• Your task
All lines from the one containing "Please put a dot on every instance of the ceiling" to the end of the data below are to be returned exactly, both ends included, with nothing added.

================

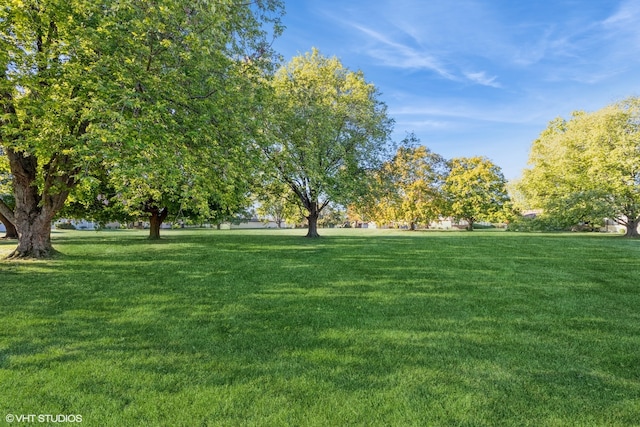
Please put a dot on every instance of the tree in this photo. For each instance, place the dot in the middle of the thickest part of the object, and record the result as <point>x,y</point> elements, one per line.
<point>587,168</point>
<point>475,190</point>
<point>415,176</point>
<point>326,129</point>
<point>6,200</point>
<point>278,203</point>
<point>127,86</point>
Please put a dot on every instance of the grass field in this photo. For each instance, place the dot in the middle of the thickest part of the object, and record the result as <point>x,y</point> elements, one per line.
<point>361,327</point>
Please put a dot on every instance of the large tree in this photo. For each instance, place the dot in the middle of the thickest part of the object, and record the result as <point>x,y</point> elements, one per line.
<point>587,168</point>
<point>131,87</point>
<point>414,177</point>
<point>475,190</point>
<point>327,128</point>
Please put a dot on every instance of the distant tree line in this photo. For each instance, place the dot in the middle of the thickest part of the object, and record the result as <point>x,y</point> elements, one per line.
<point>154,109</point>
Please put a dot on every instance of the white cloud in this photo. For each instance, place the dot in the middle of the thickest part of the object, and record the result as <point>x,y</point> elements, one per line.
<point>395,54</point>
<point>482,79</point>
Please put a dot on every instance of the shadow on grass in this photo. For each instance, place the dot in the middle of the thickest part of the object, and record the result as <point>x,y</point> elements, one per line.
<point>436,329</point>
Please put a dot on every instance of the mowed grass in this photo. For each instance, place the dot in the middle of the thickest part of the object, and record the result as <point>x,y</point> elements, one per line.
<point>361,327</point>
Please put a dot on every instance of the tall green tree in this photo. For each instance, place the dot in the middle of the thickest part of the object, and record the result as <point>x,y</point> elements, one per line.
<point>475,190</point>
<point>6,199</point>
<point>587,168</point>
<point>140,89</point>
<point>415,176</point>
<point>327,127</point>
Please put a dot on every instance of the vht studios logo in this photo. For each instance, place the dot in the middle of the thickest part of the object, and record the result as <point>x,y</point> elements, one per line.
<point>42,418</point>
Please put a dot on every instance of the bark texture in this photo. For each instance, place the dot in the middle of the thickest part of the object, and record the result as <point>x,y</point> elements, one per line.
<point>632,228</point>
<point>35,209</point>
<point>156,218</point>
<point>11,232</point>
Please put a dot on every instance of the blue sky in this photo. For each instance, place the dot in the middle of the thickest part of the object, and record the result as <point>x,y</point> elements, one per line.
<point>477,77</point>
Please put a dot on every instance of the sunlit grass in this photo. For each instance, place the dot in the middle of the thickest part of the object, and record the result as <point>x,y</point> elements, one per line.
<point>362,327</point>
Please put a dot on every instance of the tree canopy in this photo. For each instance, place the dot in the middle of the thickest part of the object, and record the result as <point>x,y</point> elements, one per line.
<point>148,93</point>
<point>327,127</point>
<point>475,190</point>
<point>413,178</point>
<point>587,168</point>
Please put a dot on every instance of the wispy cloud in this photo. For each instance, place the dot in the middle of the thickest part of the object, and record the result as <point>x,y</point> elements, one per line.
<point>481,78</point>
<point>396,54</point>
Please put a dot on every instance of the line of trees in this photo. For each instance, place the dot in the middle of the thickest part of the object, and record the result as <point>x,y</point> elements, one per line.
<point>150,108</point>
<point>587,168</point>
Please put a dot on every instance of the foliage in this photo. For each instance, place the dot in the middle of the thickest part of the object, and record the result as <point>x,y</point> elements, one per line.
<point>326,129</point>
<point>376,328</point>
<point>413,178</point>
<point>277,202</point>
<point>475,190</point>
<point>588,167</point>
<point>148,93</point>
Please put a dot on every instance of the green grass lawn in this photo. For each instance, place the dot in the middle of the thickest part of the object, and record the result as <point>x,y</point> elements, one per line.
<point>361,327</point>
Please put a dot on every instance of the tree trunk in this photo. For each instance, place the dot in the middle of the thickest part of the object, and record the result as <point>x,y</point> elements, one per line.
<point>312,220</point>
<point>156,218</point>
<point>11,232</point>
<point>632,228</point>
<point>470,222</point>
<point>34,211</point>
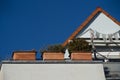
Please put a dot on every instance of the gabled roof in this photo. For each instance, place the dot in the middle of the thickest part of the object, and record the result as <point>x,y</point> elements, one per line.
<point>98,10</point>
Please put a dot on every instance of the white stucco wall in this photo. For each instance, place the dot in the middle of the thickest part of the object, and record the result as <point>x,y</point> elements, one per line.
<point>53,72</point>
<point>1,76</point>
<point>102,24</point>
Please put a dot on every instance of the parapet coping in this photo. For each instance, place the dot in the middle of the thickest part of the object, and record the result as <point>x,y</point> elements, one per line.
<point>55,62</point>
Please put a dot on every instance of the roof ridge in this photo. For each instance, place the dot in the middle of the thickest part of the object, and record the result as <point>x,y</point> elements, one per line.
<point>97,10</point>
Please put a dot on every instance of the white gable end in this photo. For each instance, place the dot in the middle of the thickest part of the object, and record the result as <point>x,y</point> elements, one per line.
<point>101,24</point>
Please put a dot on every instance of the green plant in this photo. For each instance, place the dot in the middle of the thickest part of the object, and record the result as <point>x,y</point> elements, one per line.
<point>79,45</point>
<point>53,48</point>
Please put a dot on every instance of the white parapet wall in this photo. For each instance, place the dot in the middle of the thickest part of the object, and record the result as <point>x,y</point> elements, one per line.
<point>52,71</point>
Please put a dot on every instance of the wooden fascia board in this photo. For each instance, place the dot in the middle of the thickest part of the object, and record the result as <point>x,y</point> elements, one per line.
<point>87,21</point>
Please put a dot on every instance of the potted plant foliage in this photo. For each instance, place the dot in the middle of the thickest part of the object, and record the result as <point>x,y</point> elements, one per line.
<point>53,52</point>
<point>80,49</point>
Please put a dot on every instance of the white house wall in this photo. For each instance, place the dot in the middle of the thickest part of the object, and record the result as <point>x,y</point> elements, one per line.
<point>102,24</point>
<point>53,72</point>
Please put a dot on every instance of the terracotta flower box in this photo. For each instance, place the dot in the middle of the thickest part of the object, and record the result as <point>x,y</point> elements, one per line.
<point>53,56</point>
<point>24,55</point>
<point>81,56</point>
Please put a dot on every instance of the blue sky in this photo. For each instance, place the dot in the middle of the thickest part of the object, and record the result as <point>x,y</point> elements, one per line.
<point>33,24</point>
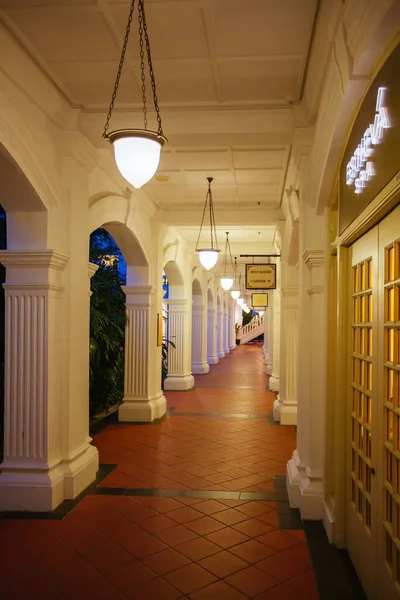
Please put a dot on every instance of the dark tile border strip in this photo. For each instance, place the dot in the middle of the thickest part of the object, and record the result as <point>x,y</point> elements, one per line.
<point>65,507</point>
<point>333,569</point>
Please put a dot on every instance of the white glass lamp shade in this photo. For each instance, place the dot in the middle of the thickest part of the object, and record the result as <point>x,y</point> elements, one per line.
<point>227,283</point>
<point>137,154</point>
<point>208,258</point>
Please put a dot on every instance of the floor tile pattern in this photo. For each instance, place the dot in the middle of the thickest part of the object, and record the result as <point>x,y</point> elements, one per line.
<point>223,545</point>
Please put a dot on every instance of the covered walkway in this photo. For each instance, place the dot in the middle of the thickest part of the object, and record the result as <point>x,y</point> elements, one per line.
<point>192,507</point>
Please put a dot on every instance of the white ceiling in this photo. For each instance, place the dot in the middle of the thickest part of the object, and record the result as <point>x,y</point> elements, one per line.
<point>228,73</point>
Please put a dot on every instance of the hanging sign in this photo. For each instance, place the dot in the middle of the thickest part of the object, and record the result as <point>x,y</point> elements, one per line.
<point>261,277</point>
<point>259,300</point>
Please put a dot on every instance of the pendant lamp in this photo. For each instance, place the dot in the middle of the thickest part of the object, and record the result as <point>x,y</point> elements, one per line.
<point>235,293</point>
<point>208,256</point>
<point>137,151</point>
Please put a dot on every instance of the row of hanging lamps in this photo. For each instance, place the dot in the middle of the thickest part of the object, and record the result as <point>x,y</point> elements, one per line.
<point>235,293</point>
<point>137,151</point>
<point>227,282</point>
<point>208,256</point>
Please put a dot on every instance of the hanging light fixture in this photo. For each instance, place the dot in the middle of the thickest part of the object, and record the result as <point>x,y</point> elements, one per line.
<point>208,256</point>
<point>227,282</point>
<point>235,293</point>
<point>137,151</point>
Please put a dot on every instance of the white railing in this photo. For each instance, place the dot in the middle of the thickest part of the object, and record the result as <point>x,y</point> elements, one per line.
<point>251,330</point>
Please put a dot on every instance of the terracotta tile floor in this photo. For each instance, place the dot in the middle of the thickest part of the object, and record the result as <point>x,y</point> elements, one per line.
<point>149,548</point>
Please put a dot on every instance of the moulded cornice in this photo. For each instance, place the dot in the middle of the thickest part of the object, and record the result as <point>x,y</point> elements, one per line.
<point>138,290</point>
<point>314,258</point>
<point>17,259</point>
<point>315,289</point>
<point>78,147</point>
<point>92,268</point>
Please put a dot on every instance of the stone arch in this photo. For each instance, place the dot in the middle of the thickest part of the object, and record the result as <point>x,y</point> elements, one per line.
<point>18,141</point>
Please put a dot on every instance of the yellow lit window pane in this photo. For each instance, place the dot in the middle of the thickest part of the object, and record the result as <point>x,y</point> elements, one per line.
<point>356,287</point>
<point>368,444</point>
<point>362,373</point>
<point>389,385</point>
<point>390,264</point>
<point>370,273</point>
<point>361,407</point>
<point>369,410</point>
<point>369,319</point>
<point>363,282</point>
<point>369,377</point>
<point>389,426</point>
<point>390,347</point>
<point>356,310</point>
<point>362,344</point>
<point>363,310</point>
<point>370,342</point>
<point>355,400</point>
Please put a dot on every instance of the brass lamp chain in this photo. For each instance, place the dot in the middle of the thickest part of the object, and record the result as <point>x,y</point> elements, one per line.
<point>227,248</point>
<point>213,232</point>
<point>144,42</point>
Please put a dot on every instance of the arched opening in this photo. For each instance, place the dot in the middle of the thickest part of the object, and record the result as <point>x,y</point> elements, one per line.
<point>107,323</point>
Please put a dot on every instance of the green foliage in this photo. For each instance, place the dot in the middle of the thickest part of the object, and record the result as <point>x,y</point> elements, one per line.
<point>164,354</point>
<point>107,327</point>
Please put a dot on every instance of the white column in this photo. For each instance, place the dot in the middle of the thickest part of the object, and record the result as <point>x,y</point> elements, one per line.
<point>32,473</point>
<point>305,471</point>
<point>220,331</point>
<point>285,407</point>
<point>179,358</point>
<point>199,358</point>
<point>232,331</point>
<point>143,398</point>
<point>226,329</point>
<point>274,379</point>
<point>212,357</point>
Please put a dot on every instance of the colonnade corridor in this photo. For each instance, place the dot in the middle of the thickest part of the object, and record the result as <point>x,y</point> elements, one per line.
<point>193,507</point>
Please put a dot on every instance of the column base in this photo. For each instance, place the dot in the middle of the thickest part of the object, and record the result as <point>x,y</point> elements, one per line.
<point>274,383</point>
<point>200,368</point>
<point>289,414</point>
<point>179,382</point>
<point>276,410</point>
<point>305,493</point>
<point>212,360</point>
<point>139,410</point>
<point>39,490</point>
<point>81,471</point>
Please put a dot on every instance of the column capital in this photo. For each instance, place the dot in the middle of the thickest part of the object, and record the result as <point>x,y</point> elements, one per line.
<point>92,268</point>
<point>36,259</point>
<point>314,258</point>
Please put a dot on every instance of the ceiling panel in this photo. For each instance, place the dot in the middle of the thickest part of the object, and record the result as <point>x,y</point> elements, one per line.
<point>262,27</point>
<point>67,34</point>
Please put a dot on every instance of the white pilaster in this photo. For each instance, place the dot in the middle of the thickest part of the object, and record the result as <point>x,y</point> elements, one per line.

================

• Exercise output
Please put a dot on every instance of the ceiling panel in this photo. For each instance, place the dot in the middle of the thickest part of the object, and record the result as <point>x,y</point> elements, one per line.
<point>262,27</point>
<point>67,34</point>
Please put a dot on every instance of the white pilaster in this photo. For each instance, place the dot in the middle of the thickest part of the object, and record the result as <point>x,y</point> elements, one per line.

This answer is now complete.